Oxidative Stress Parameters in Lung Tissue
The expressions of SOD (Figure 2F), MDA (Figure 2G), GSH (Figure 2H), and MPO (Figure 2I) in lung tissue were detected. LPS administration prominently increased the expression of MDA (P < 0.05) and MPO (P < 0.05) and prominently decreased the expression of SOD (P < 0.05) and GSH (P < 0.05) compared to Sham. Significant decreases in the MDA (P < 0.05) and MPO (P < 0.05) levels and significant increases in SOD (P < 0.05) and GSH (P < 0.05) levels were detected after GMSCs administration in comparison to LPS group.
Morphological Assessment
Compared with the lung tissues of normal mice (Figure 3A, D, and G), the degrees of lung injury, inflammatory infiltration, and interstitial edema increased after LPS administration (Figure 3B, E, and H). GMSCs treatment significantly improved the degrees of lung injury, inflammatory infiltration, and interstitial edema (Figure 3C, F, and I) compared to LPS. As Supplementary Material 3 showed, GMSCs administration significantly decreased the lung injury score at each point in mice with sepsis (P < 0.05).
 |
Figure 3 GMSCs administration reduces lung injury and lung permeability. Notes: (A–I) Histologic assessment of lung tissues. The wet/dry ratios (J) and the concentration of total protein in BALF (K) at each point were determined. ((A–I), 100x magnification). *P < 0.05 compared with the Sham group. #P < 0.05 compared with the LPS group. **P < 0.01 compared with the Sham group. ##P < 0.01 compared with the LPS group. Values are expressed as the means ± SD. |
Pulmonary Permeability
LPS injection prominently upregulated the W/D (P < 0.05; Figure 3J) and the concentration of total protein in BALF (P < 0.05; Figure 3K) compared to Sham. GMSCs treatment exerted a prominent preventative effect on the increases in total protein concentration (P < 0.05) and the W/D ratio (P < 0.05), demonstrating that GMSCs administration reduced the degree of pulmonary edema.
Pulmonary Inflammation
As shown in Table 1, LPS administration prominently upregulated the neutrophil content (P < 0.01) and the macrophage content (P < 0.01) in BALF. BM-MSCs treatment prominently prevented the increase in neutrophil content (P < 0.01) and macrophage content (P < 0.01) compared to LPS. LPS or BM-MSCs had no effect on the number of lymphocytes and eosinophils (P > 0.05).

******

> **Task to complete**:
Reproduce verbatim the stretch of the lung injury findings from "Morphological Assessment" through "sepsis (P < 0.05).".

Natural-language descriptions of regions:
******

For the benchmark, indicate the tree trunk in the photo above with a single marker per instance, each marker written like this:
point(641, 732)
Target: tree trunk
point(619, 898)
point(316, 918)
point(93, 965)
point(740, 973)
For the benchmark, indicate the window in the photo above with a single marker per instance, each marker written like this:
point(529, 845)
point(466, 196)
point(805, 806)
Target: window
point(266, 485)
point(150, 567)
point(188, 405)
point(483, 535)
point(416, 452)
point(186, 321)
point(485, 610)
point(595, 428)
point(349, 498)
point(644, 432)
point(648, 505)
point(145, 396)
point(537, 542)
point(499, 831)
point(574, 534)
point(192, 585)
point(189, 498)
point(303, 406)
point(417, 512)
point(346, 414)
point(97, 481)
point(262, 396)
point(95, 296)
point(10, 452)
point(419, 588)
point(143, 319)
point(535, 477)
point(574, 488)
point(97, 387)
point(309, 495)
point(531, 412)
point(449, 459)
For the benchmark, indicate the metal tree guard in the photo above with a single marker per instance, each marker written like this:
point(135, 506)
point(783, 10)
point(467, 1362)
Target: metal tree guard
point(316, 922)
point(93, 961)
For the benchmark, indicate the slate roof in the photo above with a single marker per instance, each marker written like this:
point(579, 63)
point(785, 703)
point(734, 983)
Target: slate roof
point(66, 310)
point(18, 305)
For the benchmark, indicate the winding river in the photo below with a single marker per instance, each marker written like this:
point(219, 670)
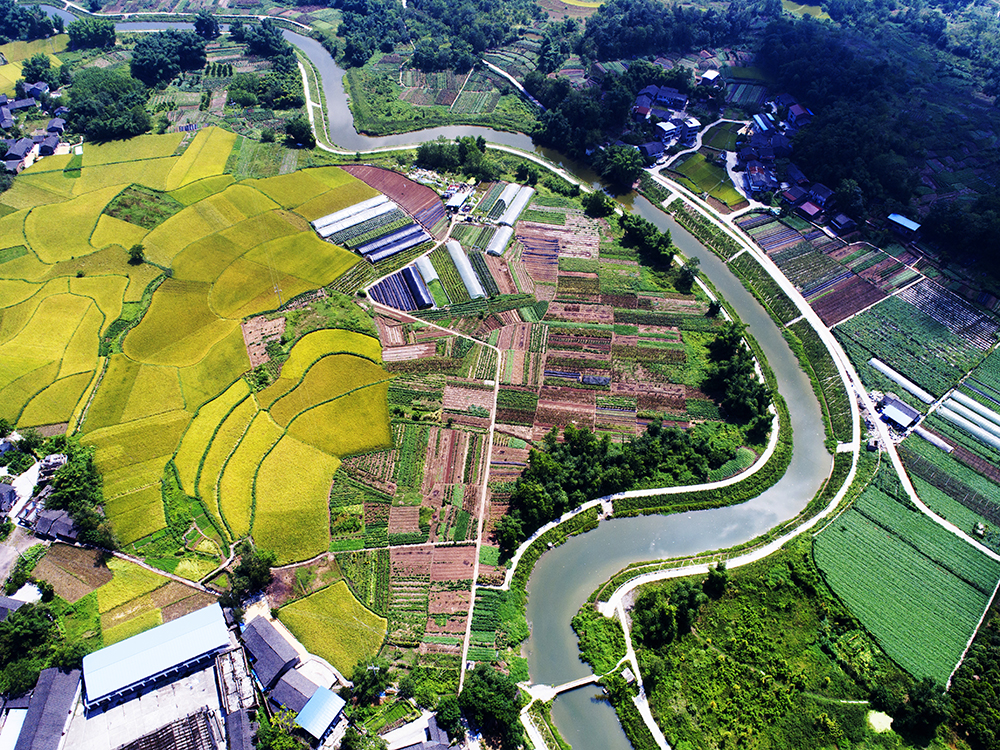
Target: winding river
point(564, 577)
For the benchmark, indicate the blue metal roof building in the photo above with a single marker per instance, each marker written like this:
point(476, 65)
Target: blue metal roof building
point(140, 661)
point(320, 713)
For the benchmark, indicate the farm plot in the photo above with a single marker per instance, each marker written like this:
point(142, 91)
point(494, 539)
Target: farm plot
point(910, 341)
point(709, 178)
point(419, 201)
point(931, 588)
point(333, 624)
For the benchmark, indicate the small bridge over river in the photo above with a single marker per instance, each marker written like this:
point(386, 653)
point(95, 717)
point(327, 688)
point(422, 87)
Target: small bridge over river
point(545, 693)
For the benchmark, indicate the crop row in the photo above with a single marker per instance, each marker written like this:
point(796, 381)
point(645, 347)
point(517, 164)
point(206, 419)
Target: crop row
point(452, 282)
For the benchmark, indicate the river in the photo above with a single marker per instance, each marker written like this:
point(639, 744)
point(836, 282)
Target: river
point(564, 577)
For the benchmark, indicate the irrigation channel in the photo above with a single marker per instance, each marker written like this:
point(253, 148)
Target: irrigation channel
point(564, 577)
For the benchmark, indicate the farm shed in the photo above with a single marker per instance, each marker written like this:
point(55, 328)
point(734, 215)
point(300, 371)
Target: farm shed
point(344, 213)
point(320, 713)
point(239, 730)
point(899, 413)
point(49, 710)
point(168, 650)
point(465, 270)
point(499, 241)
point(903, 227)
point(517, 205)
point(293, 691)
point(426, 269)
point(8, 605)
point(421, 295)
point(271, 653)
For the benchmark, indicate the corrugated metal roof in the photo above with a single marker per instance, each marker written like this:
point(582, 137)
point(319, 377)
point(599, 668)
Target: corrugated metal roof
point(148, 654)
point(320, 712)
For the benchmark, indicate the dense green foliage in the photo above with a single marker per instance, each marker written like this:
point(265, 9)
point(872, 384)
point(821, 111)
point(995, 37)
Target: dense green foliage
point(91, 33)
point(159, 58)
point(23, 22)
point(250, 577)
point(975, 689)
point(490, 700)
point(77, 488)
point(582, 467)
point(108, 104)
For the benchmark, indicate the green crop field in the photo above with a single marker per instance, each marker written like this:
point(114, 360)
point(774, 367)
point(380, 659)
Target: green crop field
point(709, 178)
point(918, 589)
point(283, 493)
point(334, 625)
point(236, 484)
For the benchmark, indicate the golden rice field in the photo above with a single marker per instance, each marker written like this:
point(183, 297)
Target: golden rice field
point(333, 624)
point(171, 387)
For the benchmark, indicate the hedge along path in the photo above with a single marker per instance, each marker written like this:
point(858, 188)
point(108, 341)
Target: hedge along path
point(223, 445)
point(281, 493)
point(108, 293)
point(62, 231)
point(328, 378)
point(179, 328)
point(356, 422)
point(206, 156)
point(112, 231)
point(201, 189)
point(224, 363)
point(236, 483)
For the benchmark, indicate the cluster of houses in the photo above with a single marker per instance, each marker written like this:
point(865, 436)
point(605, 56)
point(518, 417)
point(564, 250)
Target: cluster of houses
point(19, 153)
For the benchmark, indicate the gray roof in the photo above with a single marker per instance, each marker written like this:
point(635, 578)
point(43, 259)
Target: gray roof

******

> **Answer to this problem**:
Morphological Assessment
Compared with the lung tissues of normal mice (Figure 3A, D, and G), the degrees of lung injury, inflammatory infiltration, and interstitial edema increased after LPS administration (Figure 3B, E, and H). GMSCs treatment significantly improved the degrees of lung injury, inflammatory infiltration, and interstitial edema (Figure 3C, F, and I) compared to LPS. As Supplementary Material 3 showed, GMSCs administration significantly decreased the lung injury score at each point in mice with sepsis (P < 0.05).